§ Texte extrait:
Comment réviser le loyer d’un bail commercial ?

Définition – Le bail commercial est un contrat de louage. Selon l’article 1709 du code civil « le louage des choses est un contrat par lequel l’une des parties s’oblige à faire jouir l’autre d’une chose pendant un certain temps, et moyennant un certain prix que celle-ci s’oblige de lui payer ». C’est donc un contrat de location d’immeuble par une personne (le bailleur) met temporairement en jouissance un bien dont il est propriétaire au profit d’une autre personne (le locataire) qui exploite un fonds de commerce ou artisanal dont il est propriétaire, moyennant le versement d’un loyer.

Textes – Les baux commerciaux sont soumis à un régime juridique très particulier fixé aux articles L. 145-1 et suivants du code de commerce.

Principe – Lors de la conclusion du contrat de bail commercial, les parties déterminent librement le montant du loyer. Une fois le loyer fixé, la loi prévoit un régime légal de révision du loyer (article L. 145-15 du code de commerce) très strict. Il existe le régime légal de révision triennale des loyers (1) et le régime conventionnel de révision des loyers (2). 

[1) La révision triennale du loyer d’un bail commercial 

Principe de la révision triennale du loyer d’un bail commercial – S’agissant du régime légal triennal de révision du loyer, chacune des parties peut demander la révision du loyer tous les 3 ans. Le bailleur demandera une révision à la hausse, tandis que le preneur fera valoir une révision à la baisse. Cette révision prend alors effet à compter de la date de la demande de révision.  Ces règles sont rendues impératives par l’article L. 145-15 du code de commerce. Autrement dit, ce sont des dispositions d’ordre public auxquels on ne peut déroger. En ce sens, n’est pas valable la clause prévoyant une révision biennale ou celle prévoyant que le loyer serait fixé lors de la première révision triennale à la valeur locative alors que l’article L. 145-38 du code de commerce instaure un plafonnement. 

Point de départ du délai de trois ans – Il faut que trois années se soient écoulées depuis la première fixation du prix (date d’entrée en jouissance du locataire ou date de départ du bail renouvelé) puis tous les trois ans à compter du jour où le nouveau prix sera applicable. Si les parties attendent malgré l’écoulement des trois années obligatoires, la demande reste valable, mais la prochaine demande d’augmentation ou de diminution ne pourra advenir que trois ans plus tard. Prenons un exemple, si un bail est conclu en 2020, l’une des parties peut demander une révision en 2023. Si la demande est finalement formulée en 2024, la suivante ne pourra pas avoir lieu avant 2027.

Données d'annotation par points:

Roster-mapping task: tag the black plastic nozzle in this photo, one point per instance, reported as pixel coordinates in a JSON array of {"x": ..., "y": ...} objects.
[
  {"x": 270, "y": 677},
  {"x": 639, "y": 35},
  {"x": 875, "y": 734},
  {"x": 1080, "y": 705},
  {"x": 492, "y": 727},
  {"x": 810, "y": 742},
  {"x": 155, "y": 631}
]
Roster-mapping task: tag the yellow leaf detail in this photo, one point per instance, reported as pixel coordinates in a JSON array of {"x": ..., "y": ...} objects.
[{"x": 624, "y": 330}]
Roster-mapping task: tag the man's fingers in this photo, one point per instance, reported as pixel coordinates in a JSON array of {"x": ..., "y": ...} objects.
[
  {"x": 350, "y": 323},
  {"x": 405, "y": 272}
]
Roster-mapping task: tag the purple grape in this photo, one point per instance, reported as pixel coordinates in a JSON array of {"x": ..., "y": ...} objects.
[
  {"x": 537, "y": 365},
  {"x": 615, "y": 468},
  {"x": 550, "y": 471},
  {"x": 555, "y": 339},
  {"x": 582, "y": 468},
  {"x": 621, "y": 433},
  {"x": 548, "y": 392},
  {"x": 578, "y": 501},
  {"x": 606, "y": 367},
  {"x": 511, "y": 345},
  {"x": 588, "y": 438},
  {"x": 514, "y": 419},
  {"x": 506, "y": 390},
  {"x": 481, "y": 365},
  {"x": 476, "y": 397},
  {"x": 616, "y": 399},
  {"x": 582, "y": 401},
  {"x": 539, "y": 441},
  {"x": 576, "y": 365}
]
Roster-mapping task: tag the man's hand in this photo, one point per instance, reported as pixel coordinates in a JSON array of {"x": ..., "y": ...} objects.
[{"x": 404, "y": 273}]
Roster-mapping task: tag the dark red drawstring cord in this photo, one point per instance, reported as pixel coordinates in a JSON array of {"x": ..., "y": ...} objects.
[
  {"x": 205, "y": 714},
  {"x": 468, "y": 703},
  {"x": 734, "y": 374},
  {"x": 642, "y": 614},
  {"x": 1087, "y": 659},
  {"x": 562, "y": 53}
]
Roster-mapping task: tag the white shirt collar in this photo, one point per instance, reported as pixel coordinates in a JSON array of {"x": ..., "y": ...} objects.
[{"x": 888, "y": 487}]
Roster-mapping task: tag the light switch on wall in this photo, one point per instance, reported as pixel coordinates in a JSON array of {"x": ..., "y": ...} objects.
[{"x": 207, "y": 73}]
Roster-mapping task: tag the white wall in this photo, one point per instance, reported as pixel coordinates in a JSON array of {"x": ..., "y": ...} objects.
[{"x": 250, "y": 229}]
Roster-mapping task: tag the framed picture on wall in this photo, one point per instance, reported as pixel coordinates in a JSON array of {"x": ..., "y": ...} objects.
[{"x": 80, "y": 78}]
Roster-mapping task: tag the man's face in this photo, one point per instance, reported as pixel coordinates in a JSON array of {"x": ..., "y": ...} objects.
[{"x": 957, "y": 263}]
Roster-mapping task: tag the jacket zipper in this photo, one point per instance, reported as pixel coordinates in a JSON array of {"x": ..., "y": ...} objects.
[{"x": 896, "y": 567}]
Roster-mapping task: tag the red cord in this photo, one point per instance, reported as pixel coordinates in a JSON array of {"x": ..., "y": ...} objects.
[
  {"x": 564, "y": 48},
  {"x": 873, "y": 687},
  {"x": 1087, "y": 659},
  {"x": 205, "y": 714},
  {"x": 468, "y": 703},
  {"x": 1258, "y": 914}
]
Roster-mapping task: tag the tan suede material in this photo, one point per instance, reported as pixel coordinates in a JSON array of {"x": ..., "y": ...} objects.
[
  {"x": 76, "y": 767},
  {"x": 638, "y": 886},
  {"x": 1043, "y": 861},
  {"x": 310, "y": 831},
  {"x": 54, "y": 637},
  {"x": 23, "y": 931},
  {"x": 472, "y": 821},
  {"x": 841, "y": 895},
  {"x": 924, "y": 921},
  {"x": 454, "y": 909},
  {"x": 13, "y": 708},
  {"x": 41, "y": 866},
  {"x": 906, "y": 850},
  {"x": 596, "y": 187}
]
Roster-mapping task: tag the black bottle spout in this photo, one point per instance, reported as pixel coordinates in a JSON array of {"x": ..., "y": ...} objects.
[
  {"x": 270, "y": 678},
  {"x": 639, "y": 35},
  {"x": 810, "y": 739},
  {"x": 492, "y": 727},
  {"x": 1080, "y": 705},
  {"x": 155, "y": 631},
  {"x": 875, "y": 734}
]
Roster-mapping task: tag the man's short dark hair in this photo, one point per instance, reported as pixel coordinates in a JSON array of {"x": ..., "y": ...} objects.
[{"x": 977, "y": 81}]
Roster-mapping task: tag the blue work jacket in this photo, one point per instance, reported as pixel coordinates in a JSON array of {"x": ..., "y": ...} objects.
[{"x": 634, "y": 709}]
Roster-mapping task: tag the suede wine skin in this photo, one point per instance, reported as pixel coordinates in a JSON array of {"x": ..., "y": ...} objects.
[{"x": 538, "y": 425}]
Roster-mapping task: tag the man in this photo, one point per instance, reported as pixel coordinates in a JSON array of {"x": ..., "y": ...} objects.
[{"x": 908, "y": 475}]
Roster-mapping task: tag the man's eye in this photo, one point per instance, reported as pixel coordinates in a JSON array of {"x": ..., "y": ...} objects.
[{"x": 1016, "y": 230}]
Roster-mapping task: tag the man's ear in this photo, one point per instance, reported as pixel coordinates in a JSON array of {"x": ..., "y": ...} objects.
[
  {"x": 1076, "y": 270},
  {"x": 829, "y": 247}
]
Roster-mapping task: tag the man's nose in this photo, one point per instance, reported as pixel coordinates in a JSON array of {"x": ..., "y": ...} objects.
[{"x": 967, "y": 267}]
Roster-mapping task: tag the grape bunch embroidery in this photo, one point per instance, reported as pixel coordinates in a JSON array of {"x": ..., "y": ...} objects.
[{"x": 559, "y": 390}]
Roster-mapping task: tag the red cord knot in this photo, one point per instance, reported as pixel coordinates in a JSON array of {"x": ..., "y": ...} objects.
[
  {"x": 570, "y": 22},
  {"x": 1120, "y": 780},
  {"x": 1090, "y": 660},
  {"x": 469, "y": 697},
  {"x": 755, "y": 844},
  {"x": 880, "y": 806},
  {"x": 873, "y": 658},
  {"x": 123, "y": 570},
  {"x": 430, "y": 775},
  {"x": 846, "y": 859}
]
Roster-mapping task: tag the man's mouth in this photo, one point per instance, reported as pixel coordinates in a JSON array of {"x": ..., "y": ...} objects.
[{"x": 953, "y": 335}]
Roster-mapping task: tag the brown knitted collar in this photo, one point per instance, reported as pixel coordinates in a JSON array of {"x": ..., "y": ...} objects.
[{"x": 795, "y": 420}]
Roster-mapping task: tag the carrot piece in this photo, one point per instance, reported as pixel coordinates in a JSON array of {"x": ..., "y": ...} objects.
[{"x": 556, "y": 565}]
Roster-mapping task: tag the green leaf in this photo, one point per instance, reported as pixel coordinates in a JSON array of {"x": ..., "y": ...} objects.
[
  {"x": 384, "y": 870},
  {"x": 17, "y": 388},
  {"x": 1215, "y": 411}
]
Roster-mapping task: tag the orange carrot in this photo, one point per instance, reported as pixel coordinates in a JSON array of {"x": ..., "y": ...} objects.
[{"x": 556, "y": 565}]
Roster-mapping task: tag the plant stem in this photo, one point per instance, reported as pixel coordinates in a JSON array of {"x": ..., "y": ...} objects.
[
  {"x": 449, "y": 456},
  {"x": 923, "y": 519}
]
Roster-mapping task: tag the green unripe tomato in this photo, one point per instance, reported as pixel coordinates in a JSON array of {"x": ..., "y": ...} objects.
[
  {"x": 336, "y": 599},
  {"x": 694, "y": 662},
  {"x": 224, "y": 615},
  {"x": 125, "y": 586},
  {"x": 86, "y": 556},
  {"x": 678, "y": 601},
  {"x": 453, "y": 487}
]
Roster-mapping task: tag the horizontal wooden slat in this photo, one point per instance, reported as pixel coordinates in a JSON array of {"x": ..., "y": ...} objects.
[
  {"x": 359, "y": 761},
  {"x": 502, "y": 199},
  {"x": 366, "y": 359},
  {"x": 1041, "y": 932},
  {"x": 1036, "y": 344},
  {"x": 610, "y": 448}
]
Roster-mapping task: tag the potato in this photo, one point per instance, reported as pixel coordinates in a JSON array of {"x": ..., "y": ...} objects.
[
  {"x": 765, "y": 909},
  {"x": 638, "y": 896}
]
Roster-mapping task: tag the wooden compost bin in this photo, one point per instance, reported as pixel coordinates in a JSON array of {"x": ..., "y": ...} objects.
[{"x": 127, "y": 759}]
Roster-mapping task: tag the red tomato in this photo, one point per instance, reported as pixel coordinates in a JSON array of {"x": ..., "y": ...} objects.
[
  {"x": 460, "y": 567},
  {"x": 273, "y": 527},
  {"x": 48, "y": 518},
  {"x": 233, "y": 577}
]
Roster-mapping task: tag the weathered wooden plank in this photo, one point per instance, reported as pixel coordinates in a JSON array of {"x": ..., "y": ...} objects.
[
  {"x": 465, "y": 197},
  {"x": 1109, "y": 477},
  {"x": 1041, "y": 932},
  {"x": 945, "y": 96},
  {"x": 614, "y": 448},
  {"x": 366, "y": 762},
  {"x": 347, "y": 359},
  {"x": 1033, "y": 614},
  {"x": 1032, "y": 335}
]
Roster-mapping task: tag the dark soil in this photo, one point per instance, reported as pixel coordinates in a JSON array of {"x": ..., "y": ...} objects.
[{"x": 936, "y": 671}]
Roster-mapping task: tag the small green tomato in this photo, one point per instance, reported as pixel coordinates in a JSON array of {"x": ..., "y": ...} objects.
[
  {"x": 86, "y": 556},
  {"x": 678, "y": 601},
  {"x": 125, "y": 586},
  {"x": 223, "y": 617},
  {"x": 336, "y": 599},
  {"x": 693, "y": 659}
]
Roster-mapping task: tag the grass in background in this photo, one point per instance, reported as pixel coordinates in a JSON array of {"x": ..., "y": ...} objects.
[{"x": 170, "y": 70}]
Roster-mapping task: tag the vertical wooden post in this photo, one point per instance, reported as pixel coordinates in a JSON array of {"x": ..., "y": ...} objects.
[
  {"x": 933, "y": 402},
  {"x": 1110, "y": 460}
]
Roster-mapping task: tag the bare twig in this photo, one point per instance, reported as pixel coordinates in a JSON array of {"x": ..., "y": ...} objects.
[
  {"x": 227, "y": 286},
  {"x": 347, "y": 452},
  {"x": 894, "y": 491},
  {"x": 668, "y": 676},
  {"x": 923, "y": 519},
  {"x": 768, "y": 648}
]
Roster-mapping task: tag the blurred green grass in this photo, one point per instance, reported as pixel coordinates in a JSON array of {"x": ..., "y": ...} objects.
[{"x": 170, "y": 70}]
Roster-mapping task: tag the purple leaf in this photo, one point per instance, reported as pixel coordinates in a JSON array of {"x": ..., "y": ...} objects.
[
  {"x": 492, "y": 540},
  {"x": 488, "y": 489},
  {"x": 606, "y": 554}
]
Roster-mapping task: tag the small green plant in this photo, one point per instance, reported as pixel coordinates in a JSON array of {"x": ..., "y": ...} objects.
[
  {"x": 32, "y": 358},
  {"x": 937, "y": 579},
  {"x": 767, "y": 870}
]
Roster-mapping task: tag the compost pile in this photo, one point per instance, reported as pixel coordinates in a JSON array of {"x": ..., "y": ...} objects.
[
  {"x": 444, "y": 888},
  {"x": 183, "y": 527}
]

§ Exercices:
A: D'après le texte sur le bail commercial, à quelle fréquence chacune des parties peut-elle demander la révision du loyer dans le régime légal ?
B: Citez, dans le texte sur le bail commercial, le passage qui va de « Textes – Les baux » jusqu'à « des loyers (2). » inclus.
Ces entrées viennent d'une autre source que le texte.

§ Les corrigés:
A: Tous les trois ans.

B:
Textes – Les baux commerciaux sont soumis à un régime juridique très particulier fixé aux articles L. 145-1 et suivants du code de commerce.

Principe – Lors de la conclusion du contrat de bail commercial, les parties déterminent librement le montant du loyer. Une fois le loyer fixé, la loi prévoit un régime légal de révision du loyer (article L. 145-15 du code de commerce) très strict. Il existe le régime légal de révision triennale des loyers (1) et le régime conventionnel de révision des loyers (2).